↓↓↓

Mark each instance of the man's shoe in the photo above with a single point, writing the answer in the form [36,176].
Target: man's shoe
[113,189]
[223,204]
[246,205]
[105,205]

↑↑↑

* **Instructions for the task**
Copy the data above line for line, with no changes of any kind.

* **Task answer**
Mark each instance of the man's shoe in the photo above with a single point, writing the answer in the form [36,176].
Target: man's shoe
[113,189]
[223,204]
[246,205]
[105,205]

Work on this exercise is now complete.